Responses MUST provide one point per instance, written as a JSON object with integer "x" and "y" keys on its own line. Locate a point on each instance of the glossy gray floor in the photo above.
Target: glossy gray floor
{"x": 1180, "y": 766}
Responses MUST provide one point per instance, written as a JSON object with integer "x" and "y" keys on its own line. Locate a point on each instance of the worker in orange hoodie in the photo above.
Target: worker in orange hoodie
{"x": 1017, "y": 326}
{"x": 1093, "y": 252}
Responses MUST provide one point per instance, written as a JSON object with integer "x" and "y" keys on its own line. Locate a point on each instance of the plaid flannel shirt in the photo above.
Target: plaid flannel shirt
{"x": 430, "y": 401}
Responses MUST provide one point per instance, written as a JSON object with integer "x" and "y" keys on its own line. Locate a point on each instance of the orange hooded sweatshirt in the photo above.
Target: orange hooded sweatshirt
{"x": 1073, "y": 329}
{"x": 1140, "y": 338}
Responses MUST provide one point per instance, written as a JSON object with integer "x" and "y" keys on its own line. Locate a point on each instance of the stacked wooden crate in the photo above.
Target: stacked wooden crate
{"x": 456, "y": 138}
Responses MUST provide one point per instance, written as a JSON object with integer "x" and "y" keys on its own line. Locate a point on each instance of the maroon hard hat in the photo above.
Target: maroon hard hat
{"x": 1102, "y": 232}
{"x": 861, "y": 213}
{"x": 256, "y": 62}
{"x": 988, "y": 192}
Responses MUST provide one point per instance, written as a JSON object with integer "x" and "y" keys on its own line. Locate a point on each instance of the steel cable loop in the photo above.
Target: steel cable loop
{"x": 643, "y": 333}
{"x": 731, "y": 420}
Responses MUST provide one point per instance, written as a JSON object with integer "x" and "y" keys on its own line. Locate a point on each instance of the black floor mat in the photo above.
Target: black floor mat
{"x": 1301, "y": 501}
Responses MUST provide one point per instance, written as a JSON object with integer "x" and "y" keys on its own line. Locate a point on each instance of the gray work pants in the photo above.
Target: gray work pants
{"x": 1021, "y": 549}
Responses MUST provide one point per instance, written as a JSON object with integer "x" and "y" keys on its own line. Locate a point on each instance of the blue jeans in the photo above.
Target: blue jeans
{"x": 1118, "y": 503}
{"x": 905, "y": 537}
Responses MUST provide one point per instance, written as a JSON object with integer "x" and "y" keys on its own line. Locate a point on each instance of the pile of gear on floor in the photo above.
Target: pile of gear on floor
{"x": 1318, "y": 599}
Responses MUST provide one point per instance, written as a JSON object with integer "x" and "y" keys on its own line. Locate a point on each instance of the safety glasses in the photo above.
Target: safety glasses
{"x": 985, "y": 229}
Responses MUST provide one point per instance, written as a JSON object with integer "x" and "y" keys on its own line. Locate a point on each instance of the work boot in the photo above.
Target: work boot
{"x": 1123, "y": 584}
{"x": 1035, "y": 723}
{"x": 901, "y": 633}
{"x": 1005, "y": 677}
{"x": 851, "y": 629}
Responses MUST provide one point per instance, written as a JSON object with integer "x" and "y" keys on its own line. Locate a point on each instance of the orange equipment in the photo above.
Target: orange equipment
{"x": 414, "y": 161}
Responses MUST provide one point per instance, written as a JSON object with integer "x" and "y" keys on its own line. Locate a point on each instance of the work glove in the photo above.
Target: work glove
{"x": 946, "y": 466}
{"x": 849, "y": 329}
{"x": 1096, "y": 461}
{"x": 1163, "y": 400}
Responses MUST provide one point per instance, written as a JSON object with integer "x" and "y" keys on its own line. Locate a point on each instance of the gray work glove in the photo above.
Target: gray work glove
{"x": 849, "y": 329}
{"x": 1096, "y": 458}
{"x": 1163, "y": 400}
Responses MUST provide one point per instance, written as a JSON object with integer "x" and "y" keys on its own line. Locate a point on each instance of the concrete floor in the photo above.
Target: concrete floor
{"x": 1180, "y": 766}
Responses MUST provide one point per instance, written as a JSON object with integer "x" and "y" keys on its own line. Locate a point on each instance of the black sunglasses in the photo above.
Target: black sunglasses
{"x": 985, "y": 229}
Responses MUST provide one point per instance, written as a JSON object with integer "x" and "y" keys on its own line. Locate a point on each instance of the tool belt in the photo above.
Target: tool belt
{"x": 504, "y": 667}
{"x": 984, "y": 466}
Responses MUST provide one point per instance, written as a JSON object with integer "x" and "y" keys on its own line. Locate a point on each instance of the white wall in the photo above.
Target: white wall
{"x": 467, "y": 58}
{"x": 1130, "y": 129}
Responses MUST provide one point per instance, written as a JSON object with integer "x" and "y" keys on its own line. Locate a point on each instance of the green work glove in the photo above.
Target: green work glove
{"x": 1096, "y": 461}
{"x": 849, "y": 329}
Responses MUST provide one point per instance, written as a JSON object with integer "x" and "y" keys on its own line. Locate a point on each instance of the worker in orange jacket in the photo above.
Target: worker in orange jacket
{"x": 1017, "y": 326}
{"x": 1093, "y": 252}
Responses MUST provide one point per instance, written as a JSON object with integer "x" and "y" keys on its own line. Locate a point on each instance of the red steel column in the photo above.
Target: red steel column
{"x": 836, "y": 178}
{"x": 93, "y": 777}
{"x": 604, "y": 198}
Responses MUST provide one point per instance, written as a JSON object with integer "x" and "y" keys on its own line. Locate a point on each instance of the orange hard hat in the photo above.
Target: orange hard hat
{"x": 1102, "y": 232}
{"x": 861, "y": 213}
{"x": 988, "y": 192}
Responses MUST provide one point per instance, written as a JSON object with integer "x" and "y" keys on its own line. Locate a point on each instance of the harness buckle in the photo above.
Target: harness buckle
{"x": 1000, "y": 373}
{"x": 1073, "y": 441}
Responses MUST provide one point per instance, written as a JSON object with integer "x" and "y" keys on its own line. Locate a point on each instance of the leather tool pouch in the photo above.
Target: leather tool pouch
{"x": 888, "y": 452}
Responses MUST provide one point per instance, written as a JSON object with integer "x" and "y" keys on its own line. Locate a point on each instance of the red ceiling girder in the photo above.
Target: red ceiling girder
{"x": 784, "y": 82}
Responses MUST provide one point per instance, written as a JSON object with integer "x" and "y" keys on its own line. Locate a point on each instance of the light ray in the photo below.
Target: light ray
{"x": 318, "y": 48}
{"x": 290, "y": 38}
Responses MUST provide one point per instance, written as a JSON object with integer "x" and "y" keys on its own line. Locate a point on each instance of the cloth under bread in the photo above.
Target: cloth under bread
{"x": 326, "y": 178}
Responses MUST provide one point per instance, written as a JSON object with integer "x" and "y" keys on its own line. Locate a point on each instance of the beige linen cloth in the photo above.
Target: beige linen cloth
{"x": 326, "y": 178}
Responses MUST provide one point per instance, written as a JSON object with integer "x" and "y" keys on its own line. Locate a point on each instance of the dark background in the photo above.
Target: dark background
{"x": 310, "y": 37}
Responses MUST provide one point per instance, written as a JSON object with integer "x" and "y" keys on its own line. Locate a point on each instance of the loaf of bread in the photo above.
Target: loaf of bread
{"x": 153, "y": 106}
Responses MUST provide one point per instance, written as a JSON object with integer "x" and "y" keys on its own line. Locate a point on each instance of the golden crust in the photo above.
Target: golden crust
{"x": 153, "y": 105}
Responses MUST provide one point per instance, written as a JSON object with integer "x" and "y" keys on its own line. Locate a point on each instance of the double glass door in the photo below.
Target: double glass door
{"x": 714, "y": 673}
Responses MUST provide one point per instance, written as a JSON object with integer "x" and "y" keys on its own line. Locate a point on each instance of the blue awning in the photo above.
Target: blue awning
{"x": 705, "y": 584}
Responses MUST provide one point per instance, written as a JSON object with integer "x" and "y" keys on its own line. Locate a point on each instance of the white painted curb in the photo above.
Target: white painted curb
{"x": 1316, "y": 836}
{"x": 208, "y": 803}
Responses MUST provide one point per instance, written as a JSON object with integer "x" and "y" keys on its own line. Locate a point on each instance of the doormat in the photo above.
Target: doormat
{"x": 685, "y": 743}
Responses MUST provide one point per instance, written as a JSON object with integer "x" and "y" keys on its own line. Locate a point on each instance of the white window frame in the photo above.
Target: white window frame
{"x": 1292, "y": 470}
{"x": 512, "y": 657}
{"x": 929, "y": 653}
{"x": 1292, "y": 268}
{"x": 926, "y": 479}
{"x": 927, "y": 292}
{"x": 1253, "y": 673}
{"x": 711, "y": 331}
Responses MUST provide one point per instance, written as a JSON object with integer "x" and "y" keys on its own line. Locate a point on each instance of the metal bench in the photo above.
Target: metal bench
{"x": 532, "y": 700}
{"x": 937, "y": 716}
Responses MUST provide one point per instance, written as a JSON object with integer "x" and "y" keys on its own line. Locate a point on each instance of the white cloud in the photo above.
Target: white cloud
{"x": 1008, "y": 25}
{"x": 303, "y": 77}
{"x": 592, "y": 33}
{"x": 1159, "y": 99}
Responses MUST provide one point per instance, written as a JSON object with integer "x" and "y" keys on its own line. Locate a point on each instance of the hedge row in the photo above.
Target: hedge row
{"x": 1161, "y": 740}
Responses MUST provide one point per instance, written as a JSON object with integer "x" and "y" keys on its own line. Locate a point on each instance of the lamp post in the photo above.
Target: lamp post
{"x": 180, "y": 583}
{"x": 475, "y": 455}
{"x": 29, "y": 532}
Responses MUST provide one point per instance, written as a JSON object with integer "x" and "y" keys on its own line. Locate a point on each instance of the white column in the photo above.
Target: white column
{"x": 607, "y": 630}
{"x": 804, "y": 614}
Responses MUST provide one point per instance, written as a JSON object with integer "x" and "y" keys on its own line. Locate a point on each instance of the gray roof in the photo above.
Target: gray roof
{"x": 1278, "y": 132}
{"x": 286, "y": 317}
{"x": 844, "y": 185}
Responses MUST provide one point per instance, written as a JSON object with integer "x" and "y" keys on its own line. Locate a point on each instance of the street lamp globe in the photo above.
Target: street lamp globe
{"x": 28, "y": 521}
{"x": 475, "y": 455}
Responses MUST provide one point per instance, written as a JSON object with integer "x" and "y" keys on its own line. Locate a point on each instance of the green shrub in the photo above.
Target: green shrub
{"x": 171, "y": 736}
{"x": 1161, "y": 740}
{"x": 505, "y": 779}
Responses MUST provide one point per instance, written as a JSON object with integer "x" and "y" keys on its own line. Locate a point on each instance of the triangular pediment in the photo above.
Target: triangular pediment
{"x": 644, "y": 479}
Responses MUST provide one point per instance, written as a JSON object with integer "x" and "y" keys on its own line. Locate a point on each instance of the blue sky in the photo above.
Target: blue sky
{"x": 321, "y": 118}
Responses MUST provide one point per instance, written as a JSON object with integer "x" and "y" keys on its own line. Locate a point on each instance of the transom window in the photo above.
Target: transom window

-*-

> [WORK TO BE COMPLETED] Return the line that contains "shrub in the photo above." and all lines after it, verbatim, and nothing else.

> [PROBLEM SOLUTION]
Responses MUST provide one point per instance, written as a JSON object with integer "x" and "y" keys on its own line. Locate a point on each instance of the green shrub in the photo above.
Target: green shrub
{"x": 171, "y": 736}
{"x": 1161, "y": 740}
{"x": 505, "y": 779}
Responses MUST provide one point per instance, written as a JSON object with integer "x" and "y" keys on its own line. Locate a point on each instance of the triangular pediment in the photo above.
Target: triangular pediment
{"x": 644, "y": 479}
Responses MUST provide one point per instance, written as a JSON object with integer "x" and "y" keys on its own line. Locate a point on each instance of the blue sky in the photo above.
Target: blue sky
{"x": 321, "y": 118}
Responses MUST provide one point per instance, written as a JSON object with integer "x" and "y" keys on its own line. Locate a point on each instance of the transom window in the photo above.
Target: transom window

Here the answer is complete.